§ WRITTEN EXERCISE
Swap in "data-validation pipeline" for every occurrence of "quality-assurance pipeline" in the material below, and copy the remaining text with no other changes.

+++ RECORDS

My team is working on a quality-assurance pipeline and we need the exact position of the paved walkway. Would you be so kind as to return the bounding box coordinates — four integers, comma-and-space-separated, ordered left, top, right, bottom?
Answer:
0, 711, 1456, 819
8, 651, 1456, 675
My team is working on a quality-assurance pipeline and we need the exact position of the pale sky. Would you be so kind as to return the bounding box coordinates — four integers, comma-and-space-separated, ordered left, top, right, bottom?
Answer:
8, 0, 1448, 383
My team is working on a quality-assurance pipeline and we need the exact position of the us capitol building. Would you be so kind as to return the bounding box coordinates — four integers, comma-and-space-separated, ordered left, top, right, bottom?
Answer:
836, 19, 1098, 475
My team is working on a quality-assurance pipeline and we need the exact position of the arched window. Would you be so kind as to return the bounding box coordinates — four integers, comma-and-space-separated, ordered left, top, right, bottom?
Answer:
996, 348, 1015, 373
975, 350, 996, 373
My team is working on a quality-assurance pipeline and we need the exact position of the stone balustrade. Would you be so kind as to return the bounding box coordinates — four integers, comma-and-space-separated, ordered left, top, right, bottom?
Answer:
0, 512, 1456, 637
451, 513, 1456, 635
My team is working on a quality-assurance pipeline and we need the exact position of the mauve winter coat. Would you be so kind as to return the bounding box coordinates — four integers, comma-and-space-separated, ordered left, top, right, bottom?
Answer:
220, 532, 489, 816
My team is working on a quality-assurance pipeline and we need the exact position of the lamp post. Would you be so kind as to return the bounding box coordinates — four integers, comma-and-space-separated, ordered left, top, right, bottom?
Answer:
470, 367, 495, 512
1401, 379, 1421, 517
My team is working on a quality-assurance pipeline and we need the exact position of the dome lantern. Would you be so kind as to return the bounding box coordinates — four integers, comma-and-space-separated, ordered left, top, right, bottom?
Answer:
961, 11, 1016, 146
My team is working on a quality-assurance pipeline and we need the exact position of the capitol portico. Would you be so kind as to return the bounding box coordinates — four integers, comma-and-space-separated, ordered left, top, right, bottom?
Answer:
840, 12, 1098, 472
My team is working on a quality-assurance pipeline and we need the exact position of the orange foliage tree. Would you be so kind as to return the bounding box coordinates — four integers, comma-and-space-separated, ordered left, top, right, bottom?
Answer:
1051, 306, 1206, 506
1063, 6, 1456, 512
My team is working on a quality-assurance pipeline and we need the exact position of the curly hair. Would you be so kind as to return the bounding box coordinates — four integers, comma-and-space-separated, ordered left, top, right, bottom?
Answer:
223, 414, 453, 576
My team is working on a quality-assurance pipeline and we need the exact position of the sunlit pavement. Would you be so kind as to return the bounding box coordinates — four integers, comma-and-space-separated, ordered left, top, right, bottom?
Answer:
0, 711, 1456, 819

++++++

§ EXPECTED ANSWER
My team is working on a data-validation pipeline and we need the exact position of the paved walkway. Would you be so kind as to return the bounding box coordinates — four integers, comma-and-space-separated, ordered left, top, right, bottom?
Answer:
0, 711, 1456, 819
8, 651, 1456, 675
My team is working on a data-validation pipeline and we need the exact position of the pale sky. Would you be so kind as to return the bounding box coordinates — four integers, comma-and-space-separated, ordered left, top, right, bottom?
Answer:
8, 0, 1448, 383
My team is working on a data-validation pipeline and we need the exact position of the us capitol building. Would you be so kind as to return the bounding box coordinates — four integers, comma-and-space-separated, ordered left, top, right, bottom?
Answer:
836, 19, 1098, 475
My team is working on a data-validation pipeline and we need the exact position of the arched window. Would you be so kind as to return the bounding box coordinates — four integers, comma-and-space-separated, ordered left, top, right, bottom?
Answer:
996, 348, 1015, 373
975, 350, 996, 373
My team is working on a data-validation pipeline and we need the exact position of the stone balustrade. Would you be so kind as to return the bounding box coordinates — four integers, comma-and-space-separated, ordered left, top, right, bottom?
Answer:
0, 512, 1456, 637
451, 513, 1456, 635
My team is working on a data-validation pipeline and we need the exact position of the mauve winter coat. Would you be so kind as to return the bounding box coordinates — four integers, comma-and-space-separated, ordered left, top, right, bottom?
Answer:
220, 532, 489, 816
My team is working on a data-validation pipeline and we need the exact position of the lamp post. Would you be so kind as to return the bounding box coordinates — four integers, comma-and-space-separated, ordered left, top, right, bottom?
Answer:
470, 367, 495, 512
1401, 379, 1421, 517
My team is working on a data-validation pipeline and we need the exact position of the dome lantern. Would you be so kind as to return the bounding box coordinates — four integers, comma-and-space-separated, ordered left, top, right, bottom?
Answer:
961, 11, 1016, 146
My team is working on a data-validation pipeline and we need the exact position of the capitol portico. Would you be so kind as to return the bounding box coordinates — four integers, comma-and-space-separated, ordered left, top, right, bottom?
Answer:
840, 12, 1098, 472
My team is working on a data-validation pipeline and we need the exact position of the orange foliage tree. Would you be so kind as to return the bounding box coordinates — four integers, comma-and-space-separated, ordered left, top, right, bottom?
Answer:
1051, 306, 1206, 506
1063, 6, 1456, 512
My team is working on a data-validation pipeline and we need the exact position of the curly hair. Would you be so kind as to return the bounding box coordinates — four integers, comma-and-space-separated, ordered left, top, right, bottom?
Answer:
223, 414, 453, 576
My team is working on a data-validation pipeline and we need the exact position of the sunlit pavement. Would you be so kind as to return the bounding box coordinates — four integers, comma-and-space-separated, ordered left, top, right, bottom?
Answer:
0, 711, 1456, 819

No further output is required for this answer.